─── Entries shown
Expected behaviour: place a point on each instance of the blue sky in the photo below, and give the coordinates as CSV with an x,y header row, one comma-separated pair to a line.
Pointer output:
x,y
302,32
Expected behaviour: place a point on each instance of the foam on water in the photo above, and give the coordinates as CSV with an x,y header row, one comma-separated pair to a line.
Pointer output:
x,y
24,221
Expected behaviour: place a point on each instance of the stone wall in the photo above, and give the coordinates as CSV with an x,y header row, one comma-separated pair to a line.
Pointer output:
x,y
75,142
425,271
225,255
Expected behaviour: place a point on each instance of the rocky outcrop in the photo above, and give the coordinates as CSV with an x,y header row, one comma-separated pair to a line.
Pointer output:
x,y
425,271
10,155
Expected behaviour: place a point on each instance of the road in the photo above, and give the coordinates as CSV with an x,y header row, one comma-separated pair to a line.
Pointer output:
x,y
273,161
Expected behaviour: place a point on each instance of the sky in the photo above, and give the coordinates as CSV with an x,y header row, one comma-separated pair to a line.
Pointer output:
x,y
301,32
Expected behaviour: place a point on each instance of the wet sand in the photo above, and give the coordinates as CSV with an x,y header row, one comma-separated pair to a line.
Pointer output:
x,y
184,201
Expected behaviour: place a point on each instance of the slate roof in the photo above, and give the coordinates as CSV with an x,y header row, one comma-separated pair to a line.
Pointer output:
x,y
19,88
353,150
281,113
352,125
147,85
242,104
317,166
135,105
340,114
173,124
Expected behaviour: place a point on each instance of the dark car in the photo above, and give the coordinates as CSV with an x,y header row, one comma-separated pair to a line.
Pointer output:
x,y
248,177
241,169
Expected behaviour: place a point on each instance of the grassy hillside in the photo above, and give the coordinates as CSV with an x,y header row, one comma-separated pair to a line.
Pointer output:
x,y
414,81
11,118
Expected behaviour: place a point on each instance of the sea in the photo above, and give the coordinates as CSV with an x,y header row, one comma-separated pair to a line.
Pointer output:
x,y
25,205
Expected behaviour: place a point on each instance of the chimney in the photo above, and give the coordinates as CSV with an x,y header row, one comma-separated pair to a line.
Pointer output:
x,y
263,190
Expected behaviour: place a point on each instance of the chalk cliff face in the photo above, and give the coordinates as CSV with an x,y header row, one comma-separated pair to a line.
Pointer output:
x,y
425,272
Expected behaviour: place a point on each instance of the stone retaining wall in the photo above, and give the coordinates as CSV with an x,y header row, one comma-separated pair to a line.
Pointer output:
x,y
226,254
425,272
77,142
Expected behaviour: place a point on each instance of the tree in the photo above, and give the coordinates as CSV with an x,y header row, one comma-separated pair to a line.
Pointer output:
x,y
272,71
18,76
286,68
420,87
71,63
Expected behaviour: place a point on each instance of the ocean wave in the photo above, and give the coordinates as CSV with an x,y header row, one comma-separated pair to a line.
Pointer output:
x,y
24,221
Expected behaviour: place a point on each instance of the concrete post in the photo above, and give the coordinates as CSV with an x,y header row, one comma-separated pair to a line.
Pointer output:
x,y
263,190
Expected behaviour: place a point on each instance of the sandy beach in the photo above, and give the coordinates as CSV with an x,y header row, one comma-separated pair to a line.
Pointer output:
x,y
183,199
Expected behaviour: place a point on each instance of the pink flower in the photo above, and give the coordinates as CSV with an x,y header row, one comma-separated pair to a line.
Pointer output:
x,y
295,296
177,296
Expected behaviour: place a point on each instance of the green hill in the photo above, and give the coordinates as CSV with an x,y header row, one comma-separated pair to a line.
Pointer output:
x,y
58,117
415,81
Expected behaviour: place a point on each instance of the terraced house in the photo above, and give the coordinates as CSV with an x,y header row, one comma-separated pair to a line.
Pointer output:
──────
─── Entries shown
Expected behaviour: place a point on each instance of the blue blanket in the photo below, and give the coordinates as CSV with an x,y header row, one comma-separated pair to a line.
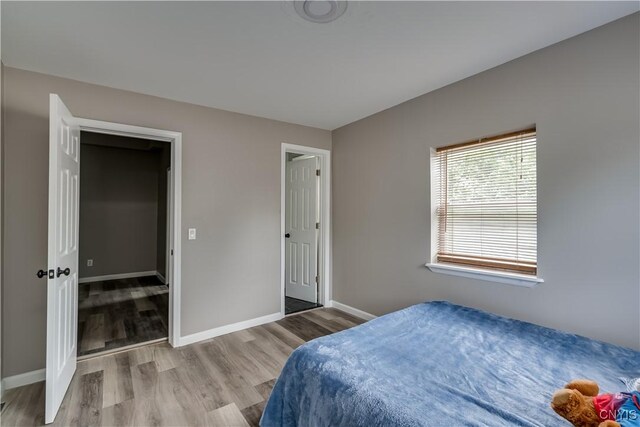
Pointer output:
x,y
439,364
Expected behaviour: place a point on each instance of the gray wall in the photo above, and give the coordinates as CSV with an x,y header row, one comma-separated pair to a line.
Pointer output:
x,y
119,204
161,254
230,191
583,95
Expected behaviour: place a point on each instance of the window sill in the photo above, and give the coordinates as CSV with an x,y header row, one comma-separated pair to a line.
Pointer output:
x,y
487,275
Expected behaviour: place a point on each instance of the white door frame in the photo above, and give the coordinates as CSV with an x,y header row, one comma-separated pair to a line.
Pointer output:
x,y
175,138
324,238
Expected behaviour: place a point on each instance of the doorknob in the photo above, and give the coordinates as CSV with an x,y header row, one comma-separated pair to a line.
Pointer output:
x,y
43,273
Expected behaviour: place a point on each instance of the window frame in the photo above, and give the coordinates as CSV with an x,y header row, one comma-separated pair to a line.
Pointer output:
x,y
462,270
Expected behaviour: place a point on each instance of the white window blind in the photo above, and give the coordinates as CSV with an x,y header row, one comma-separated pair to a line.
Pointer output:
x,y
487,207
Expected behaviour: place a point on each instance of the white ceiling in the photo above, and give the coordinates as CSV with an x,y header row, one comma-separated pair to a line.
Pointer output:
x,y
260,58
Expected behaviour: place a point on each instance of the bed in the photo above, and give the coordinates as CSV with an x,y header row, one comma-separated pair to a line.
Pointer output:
──────
─── Entries shown
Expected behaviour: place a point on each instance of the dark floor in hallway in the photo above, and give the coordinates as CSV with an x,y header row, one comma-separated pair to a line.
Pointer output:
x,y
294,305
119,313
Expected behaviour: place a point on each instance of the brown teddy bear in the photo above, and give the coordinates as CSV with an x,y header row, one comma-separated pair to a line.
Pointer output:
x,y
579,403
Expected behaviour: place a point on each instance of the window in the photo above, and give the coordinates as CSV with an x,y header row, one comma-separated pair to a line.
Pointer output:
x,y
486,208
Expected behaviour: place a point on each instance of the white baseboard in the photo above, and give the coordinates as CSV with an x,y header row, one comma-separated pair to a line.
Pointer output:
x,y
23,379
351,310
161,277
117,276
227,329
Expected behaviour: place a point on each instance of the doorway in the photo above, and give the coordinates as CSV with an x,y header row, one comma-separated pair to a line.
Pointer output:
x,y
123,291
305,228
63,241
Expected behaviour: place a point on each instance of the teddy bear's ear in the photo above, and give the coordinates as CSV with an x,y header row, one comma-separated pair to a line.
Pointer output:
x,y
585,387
──────
**Work request:**
Would you retype the lines above from the one with "Expected behaviour: place a point on each instance of the wet" down to the one with "Expected behaviour: place a point on each instance of the ocean", word for word, both ends included and no other lines?

**Solution to this task:**
Expected behaviour: place a point on each instance of the wet sand in the photo above, and give the coordinates as CSV with an x,y header row, one comma-separated pair to a line.
Pointer output:
x,y
184,201
Expected behaviour: place a point on each instance of the slate roof in the photo above, and give the coordinates as CSV with an x,y header row, one comma-separated pair to a line.
Pointer output:
x,y
19,88
353,150
281,113
352,125
147,85
242,104
317,166
135,105
340,114
173,124
Expected behaviour: place a point on each instance of the dark car in the photo above, and give the coordinates as CSV with an x,y header row, one comma-separated pair to a line.
Pointer output:
x,y
248,177
241,169
Expected behaviour: place a point on each instance of the grassy hillside in the photo above, and give the coordinates as CSV with an x,y header row, one comma-separated pair to a line.
Pointer output:
x,y
414,81
11,118
Expected behaviour: place a point on each instance of the sea in the photo above, and give the coordinates as CSV with an x,y header row, one comma-separated pair to a line.
Pointer output:
x,y
25,205
Expected behaviour: place a point on each instance of the chimney in the photo above, and give the coordinates as CSV with an x,y header row, one comma-separated pair to a line.
Pointer output:
x,y
263,190
Expected behaviour: place a point on each instance of the chalk cliff face in the photo above, and give the coordinates as CSV with an x,y header row, one comma-separated pair to a line.
Pointer output:
x,y
425,272
Expected behaviour: place a point on each instance of the stone retaining wall in the photo above, and give the coordinates as CSV with an x,y header row, one comma-separated pair to a line.
Pointer output:
x,y
226,254
425,272
77,142
Expected behaviour: place a point on each instance of the tree in the photo above, and give the coordinates as CSV with an x,y header row, one comma-separated pair to a line.
Pointer output:
x,y
272,71
18,76
286,68
420,87
71,63
Expected behaviour: place a point on each instance of the ocean wave in the photo above, and give the coordinates as CSV with an x,y header row, one comma-separated pair to a line.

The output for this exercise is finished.